### Text provided
┏━━

Inside the Final Ruling in the Carillon Miami Beach Lawsuit

Z Capital’s James Zenni Jr. and the Carillon Miami Wellness Resort at 6801 Collins Avenue in Miami Beach (Getty, Z Capital, Google Maps)

The Carillon Miami Wellness Resort condo associations lost their legal battle to purchase the spa, pools and other portions of the oceanfront mixed-use complex. 

Judge Jennifer Bailey issued a final judgment on a lawsuit at the Carillon condo-hotel in Miami Beach that has pitted unit owners against New York-based Z Capital Group for the past seven years. The order addressed numerous disputes, including the associations’ bid to purchase the spa and pools from Z Capital. In the end, Bailey delivered wins and losses to both sides.

The 580-unit Carillon, at 6801 Collins Avenue, consists of the North and South condo towers and the Central Tower, which includes hotel rooms. Z Capital owns roughly 70 hotel keys and most of the complex with the exception of the unit interiors. 

In 2016, the associations sued Z Capital. While court filings outline numerous issues, the tiff boils down to residents taking issue with Z Capital’s unilateral power at the complex to own and manage most of the property, as well as to levy assessments for maintenance, operation and renovation of the common areas and recreational facilities. 

While unit owners argue that Z Capital’s level of control is illegal under the Florida Condominium Act, Z Capital has pushed back that it is well within its rights because its powers are spelled out in the Carillon master declaration and not in the state statute. 

In her 19-page order issued on Friday, Bailey dove into the complex governing structure that’s common at condo-hotels in general. 

For years, buyers have purchased units at condo-hotels, knowingly giving up control over the common areas and amenities to a private company in exchange for that company to run the complexes as high-end resorts. Under this governing structure, the private companies need to have near-unilateral control in order to maintain the complexes in line with luxury hotel standards. 

“This is a dictatorship –– whether abusive or benevolent –– not a democracy, and its residents volunteered to live under this system,” Bailey wrote. “There is a solution for every individual unit owner: sell their unit.”

In a blow to the associations, she shot down their push to void portions of the master declaration and their argument that they can purchase the spa, pools, gyms, garage and ingress and egress to the beach. Z Capital’s control of these areas qualifies as a leasehold interest under the condo act, which triggers a clause in the law that allows the unit owners to purchase these facilities, the associations argued in court.

┗━━

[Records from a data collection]
┏━━

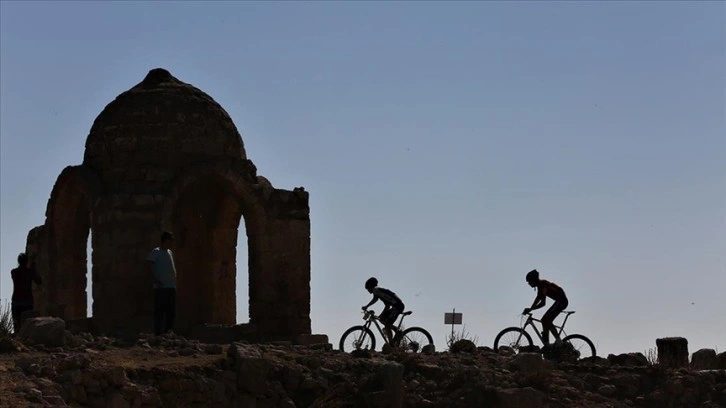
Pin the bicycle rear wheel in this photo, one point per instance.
(514, 338)
(357, 338)
(414, 340)
(581, 344)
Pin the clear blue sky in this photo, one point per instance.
(448, 148)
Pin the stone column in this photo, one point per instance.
(672, 352)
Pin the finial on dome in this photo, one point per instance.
(157, 76)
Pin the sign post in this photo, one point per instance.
(452, 319)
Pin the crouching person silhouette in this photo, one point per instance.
(393, 306)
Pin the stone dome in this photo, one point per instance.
(161, 121)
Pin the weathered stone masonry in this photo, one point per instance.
(165, 155)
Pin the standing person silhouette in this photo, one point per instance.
(160, 264)
(23, 277)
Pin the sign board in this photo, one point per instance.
(452, 318)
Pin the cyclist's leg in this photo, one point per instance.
(385, 318)
(396, 311)
(548, 319)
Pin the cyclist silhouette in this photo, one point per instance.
(546, 289)
(393, 305)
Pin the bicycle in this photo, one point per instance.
(413, 339)
(517, 337)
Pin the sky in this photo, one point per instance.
(448, 148)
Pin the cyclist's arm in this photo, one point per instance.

┗━━

### Objectives
1: According to the article on the Carillon lawsuit, what is the street address of the Carillon?
2: Repeat everything in the Carillon lawsuit article from "The Carillon Miami Wellness Resort condo" down to "the unit interiors.".

### The solutions
1: 6801 Collins Avenue in Miami Beach.

2:
The Carillon Miami Wellness Resort condo associations lost their legal battle to purchase the spa, pools and other portions of the oceanfront mixed-use complex. 

Judge Jennifer Bailey issued a final judgment on a lawsuit at the Carillon condo-hotel in Miami Beach that has pitted unit owners against New York-based Z Capital Group for the past seven years. The order addressed numerous disputes, including the associations’ bid to purchase the spa and pools from Z Capital. In the end, Bailey delivered wins and losses to both sides.

The 580-unit Carillon, at 6801 Collins Avenue, consists of the North and South condo towers and the Central Tower, which includes hotel rooms. Z Capital owns roughly 70 hotel keys and most of the complex with the exception of the unit interiors.